::: Data to examine :::
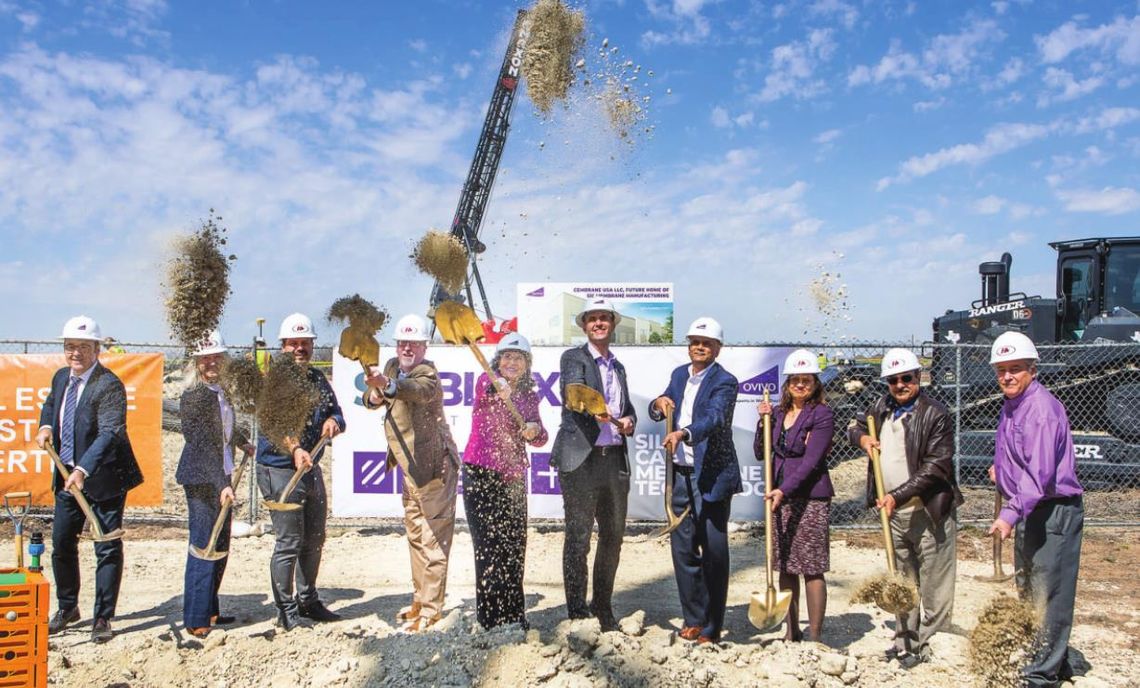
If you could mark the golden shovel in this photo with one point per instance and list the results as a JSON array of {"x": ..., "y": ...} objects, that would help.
[
  {"x": 459, "y": 325},
  {"x": 672, "y": 519},
  {"x": 281, "y": 505},
  {"x": 768, "y": 611},
  {"x": 211, "y": 554},
  {"x": 98, "y": 535},
  {"x": 584, "y": 399}
]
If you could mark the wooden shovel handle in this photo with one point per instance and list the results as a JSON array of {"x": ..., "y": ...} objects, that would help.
[
  {"x": 75, "y": 491},
  {"x": 490, "y": 374},
  {"x": 888, "y": 542}
]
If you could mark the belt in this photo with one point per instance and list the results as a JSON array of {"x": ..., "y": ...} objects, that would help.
[{"x": 610, "y": 450}]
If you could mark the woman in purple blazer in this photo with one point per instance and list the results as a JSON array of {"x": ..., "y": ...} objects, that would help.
[{"x": 801, "y": 428}]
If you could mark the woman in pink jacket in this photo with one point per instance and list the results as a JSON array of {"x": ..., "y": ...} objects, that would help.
[{"x": 495, "y": 482}]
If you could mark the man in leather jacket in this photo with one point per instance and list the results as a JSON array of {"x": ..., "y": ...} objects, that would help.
[{"x": 920, "y": 496}]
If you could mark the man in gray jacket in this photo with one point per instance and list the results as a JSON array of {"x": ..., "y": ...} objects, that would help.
[
  {"x": 917, "y": 450},
  {"x": 589, "y": 453}
]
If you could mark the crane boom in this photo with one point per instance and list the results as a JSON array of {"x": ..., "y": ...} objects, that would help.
[{"x": 477, "y": 189}]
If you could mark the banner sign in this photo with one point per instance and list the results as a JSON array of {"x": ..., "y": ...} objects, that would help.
[
  {"x": 547, "y": 310},
  {"x": 25, "y": 381},
  {"x": 363, "y": 486}
]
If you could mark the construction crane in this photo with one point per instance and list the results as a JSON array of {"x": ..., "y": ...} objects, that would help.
[{"x": 477, "y": 189}]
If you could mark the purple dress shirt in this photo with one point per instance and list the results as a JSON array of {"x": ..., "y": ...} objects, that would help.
[
  {"x": 1033, "y": 452},
  {"x": 495, "y": 441}
]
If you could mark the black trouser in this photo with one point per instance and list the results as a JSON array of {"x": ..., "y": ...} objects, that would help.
[
  {"x": 203, "y": 578},
  {"x": 700, "y": 555},
  {"x": 1047, "y": 557},
  {"x": 108, "y": 568},
  {"x": 497, "y": 516},
  {"x": 300, "y": 534},
  {"x": 597, "y": 490}
]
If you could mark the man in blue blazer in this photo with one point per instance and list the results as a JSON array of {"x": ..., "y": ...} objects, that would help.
[
  {"x": 84, "y": 417},
  {"x": 701, "y": 398},
  {"x": 589, "y": 453}
]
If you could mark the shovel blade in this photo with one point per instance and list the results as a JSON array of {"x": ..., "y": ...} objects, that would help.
[
  {"x": 583, "y": 399},
  {"x": 282, "y": 506},
  {"x": 206, "y": 555},
  {"x": 767, "y": 611},
  {"x": 457, "y": 324}
]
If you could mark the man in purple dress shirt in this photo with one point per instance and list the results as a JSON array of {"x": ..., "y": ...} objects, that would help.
[
  {"x": 1035, "y": 471},
  {"x": 589, "y": 453}
]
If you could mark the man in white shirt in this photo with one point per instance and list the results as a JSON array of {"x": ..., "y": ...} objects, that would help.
[{"x": 701, "y": 398}]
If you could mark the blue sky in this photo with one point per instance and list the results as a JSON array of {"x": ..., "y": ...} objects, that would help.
[{"x": 895, "y": 145}]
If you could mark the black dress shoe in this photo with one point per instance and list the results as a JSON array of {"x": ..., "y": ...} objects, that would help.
[
  {"x": 100, "y": 631},
  {"x": 317, "y": 611},
  {"x": 287, "y": 621},
  {"x": 62, "y": 619}
]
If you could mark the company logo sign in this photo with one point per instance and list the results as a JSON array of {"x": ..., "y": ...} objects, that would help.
[{"x": 756, "y": 385}]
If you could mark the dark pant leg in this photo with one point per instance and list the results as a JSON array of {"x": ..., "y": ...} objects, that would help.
[
  {"x": 200, "y": 580},
  {"x": 713, "y": 521},
  {"x": 312, "y": 534},
  {"x": 108, "y": 556},
  {"x": 1049, "y": 543},
  {"x": 66, "y": 525},
  {"x": 579, "y": 502},
  {"x": 686, "y": 554},
  {"x": 612, "y": 489},
  {"x": 288, "y": 527}
]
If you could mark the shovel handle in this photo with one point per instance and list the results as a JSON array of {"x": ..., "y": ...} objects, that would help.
[
  {"x": 877, "y": 469},
  {"x": 83, "y": 505},
  {"x": 490, "y": 375}
]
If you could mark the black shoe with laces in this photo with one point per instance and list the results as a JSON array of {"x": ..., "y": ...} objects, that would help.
[
  {"x": 317, "y": 612},
  {"x": 100, "y": 631},
  {"x": 62, "y": 619}
]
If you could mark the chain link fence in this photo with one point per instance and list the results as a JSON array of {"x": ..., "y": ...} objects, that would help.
[{"x": 1099, "y": 385}]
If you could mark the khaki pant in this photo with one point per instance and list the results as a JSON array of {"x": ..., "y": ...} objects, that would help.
[
  {"x": 429, "y": 516},
  {"x": 927, "y": 555}
]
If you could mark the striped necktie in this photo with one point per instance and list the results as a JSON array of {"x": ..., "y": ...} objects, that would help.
[{"x": 67, "y": 425}]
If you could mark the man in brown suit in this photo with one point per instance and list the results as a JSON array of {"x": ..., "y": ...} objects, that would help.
[{"x": 420, "y": 441}]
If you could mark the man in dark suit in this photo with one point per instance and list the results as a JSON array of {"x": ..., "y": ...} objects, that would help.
[
  {"x": 701, "y": 398},
  {"x": 589, "y": 453},
  {"x": 84, "y": 416}
]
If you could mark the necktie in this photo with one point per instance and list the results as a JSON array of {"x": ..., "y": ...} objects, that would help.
[{"x": 67, "y": 425}]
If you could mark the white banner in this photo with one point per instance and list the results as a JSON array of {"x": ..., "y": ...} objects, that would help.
[{"x": 361, "y": 488}]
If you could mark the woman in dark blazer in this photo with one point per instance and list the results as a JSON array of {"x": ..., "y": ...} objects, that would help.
[
  {"x": 212, "y": 440},
  {"x": 801, "y": 428}
]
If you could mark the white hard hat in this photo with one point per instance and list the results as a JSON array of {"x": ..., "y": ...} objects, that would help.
[
  {"x": 898, "y": 360},
  {"x": 801, "y": 361},
  {"x": 81, "y": 327},
  {"x": 412, "y": 328},
  {"x": 212, "y": 344},
  {"x": 597, "y": 304},
  {"x": 1012, "y": 346},
  {"x": 706, "y": 327},
  {"x": 513, "y": 342},
  {"x": 296, "y": 326}
]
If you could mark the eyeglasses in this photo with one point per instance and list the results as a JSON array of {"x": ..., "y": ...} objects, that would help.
[{"x": 905, "y": 378}]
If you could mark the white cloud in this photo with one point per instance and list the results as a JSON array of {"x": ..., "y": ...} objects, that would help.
[
  {"x": 1121, "y": 39},
  {"x": 1064, "y": 87},
  {"x": 998, "y": 140},
  {"x": 945, "y": 58},
  {"x": 794, "y": 67},
  {"x": 1108, "y": 201}
]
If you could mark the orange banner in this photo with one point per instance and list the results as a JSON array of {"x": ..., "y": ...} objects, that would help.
[{"x": 25, "y": 381}]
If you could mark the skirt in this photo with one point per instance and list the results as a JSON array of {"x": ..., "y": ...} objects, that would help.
[{"x": 803, "y": 541}]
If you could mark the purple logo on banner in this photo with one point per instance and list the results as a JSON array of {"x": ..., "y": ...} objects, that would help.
[
  {"x": 768, "y": 379},
  {"x": 544, "y": 480},
  {"x": 369, "y": 477}
]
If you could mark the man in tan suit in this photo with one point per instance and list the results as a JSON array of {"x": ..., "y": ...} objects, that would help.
[{"x": 420, "y": 441}]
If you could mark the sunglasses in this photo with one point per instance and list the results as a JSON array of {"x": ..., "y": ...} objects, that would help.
[{"x": 905, "y": 378}]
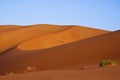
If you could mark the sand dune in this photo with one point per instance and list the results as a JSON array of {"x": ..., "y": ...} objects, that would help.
[
  {"x": 92, "y": 50},
  {"x": 111, "y": 73},
  {"x": 12, "y": 38},
  {"x": 4, "y": 28},
  {"x": 72, "y": 34}
]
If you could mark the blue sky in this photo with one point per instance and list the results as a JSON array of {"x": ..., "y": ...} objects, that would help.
[{"x": 103, "y": 14}]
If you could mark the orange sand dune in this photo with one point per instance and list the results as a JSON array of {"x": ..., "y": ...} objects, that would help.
[
  {"x": 4, "y": 28},
  {"x": 67, "y": 36},
  {"x": 10, "y": 39},
  {"x": 83, "y": 52}
]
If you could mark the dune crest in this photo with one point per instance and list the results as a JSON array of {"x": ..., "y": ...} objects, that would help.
[{"x": 12, "y": 38}]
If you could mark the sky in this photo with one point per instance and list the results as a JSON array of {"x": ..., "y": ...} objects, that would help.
[{"x": 102, "y": 14}]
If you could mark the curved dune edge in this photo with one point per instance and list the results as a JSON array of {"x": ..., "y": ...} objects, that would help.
[
  {"x": 92, "y": 50},
  {"x": 72, "y": 34},
  {"x": 10, "y": 39}
]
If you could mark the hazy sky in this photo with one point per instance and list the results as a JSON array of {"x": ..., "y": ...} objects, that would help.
[{"x": 103, "y": 14}]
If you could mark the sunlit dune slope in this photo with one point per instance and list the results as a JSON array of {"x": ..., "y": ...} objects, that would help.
[
  {"x": 72, "y": 34},
  {"x": 12, "y": 38},
  {"x": 4, "y": 28},
  {"x": 92, "y": 50}
]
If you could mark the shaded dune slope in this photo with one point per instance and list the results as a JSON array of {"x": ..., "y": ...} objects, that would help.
[
  {"x": 72, "y": 34},
  {"x": 106, "y": 46},
  {"x": 91, "y": 74},
  {"x": 12, "y": 38}
]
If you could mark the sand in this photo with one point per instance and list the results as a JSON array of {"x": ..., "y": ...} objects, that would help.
[{"x": 51, "y": 52}]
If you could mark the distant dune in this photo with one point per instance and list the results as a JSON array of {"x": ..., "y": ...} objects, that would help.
[
  {"x": 4, "y": 28},
  {"x": 46, "y": 47}
]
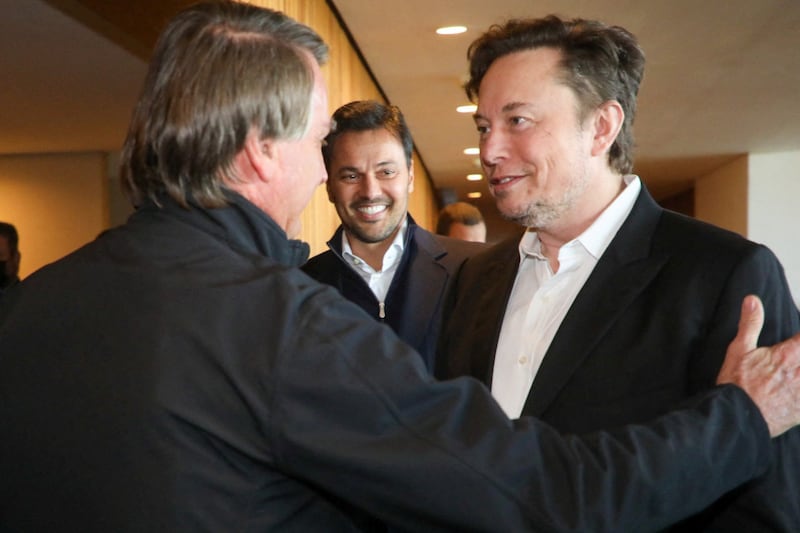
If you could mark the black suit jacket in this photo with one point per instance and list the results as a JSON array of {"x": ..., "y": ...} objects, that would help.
[
  {"x": 649, "y": 328},
  {"x": 178, "y": 374},
  {"x": 420, "y": 291}
]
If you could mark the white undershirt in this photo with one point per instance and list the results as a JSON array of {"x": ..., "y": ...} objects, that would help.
[
  {"x": 378, "y": 280},
  {"x": 540, "y": 299}
]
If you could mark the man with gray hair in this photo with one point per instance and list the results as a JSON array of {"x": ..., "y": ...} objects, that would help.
[{"x": 180, "y": 373}]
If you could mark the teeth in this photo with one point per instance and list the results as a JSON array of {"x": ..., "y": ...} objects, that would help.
[{"x": 372, "y": 209}]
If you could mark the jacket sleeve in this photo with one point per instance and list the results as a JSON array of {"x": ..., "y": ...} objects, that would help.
[
  {"x": 771, "y": 501},
  {"x": 355, "y": 413}
]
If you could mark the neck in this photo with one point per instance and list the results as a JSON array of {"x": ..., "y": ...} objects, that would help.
[
  {"x": 581, "y": 216},
  {"x": 371, "y": 252}
]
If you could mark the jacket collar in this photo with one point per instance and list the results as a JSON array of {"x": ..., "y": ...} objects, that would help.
[{"x": 241, "y": 224}]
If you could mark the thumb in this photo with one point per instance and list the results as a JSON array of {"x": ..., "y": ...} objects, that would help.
[{"x": 750, "y": 323}]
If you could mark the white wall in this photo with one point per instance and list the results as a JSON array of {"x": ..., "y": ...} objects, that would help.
[
  {"x": 720, "y": 197},
  {"x": 774, "y": 209}
]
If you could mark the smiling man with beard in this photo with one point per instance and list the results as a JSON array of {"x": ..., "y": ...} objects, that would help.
[
  {"x": 606, "y": 309},
  {"x": 379, "y": 258}
]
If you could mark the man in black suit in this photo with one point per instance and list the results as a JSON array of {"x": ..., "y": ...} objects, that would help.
[
  {"x": 379, "y": 258},
  {"x": 180, "y": 373},
  {"x": 608, "y": 310}
]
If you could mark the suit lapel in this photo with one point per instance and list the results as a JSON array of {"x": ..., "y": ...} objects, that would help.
[
  {"x": 495, "y": 289},
  {"x": 624, "y": 270},
  {"x": 426, "y": 279}
]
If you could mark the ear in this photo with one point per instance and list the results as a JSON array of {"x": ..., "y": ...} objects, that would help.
:::
All lines from the one holding "If you could mark the smiling" through the final line of the material must be set down exactly, and nothing else may be added.

## Result for this task
If you could mark the smiling man with beard in this photo with one point per instance and list the results as a JSON array of {"x": ..., "y": ...} objects, that would help.
[
  {"x": 606, "y": 309},
  {"x": 379, "y": 258}
]
If you could mark the man in black suit in this photo with one point per instance and list the results as a JSON array of {"x": ..., "y": ...} objects, that would help.
[
  {"x": 379, "y": 258},
  {"x": 180, "y": 373},
  {"x": 608, "y": 310}
]
If you could mark the suit lapel in this photo with one point per instance and list the results as a JSON array of {"x": ..., "y": ...} objects, that would help.
[
  {"x": 495, "y": 289},
  {"x": 624, "y": 270},
  {"x": 426, "y": 279}
]
If you could mark the ear in this photo with one point per instance and list the results as a JSON array of {"x": ..., "y": ...} objects, that would help.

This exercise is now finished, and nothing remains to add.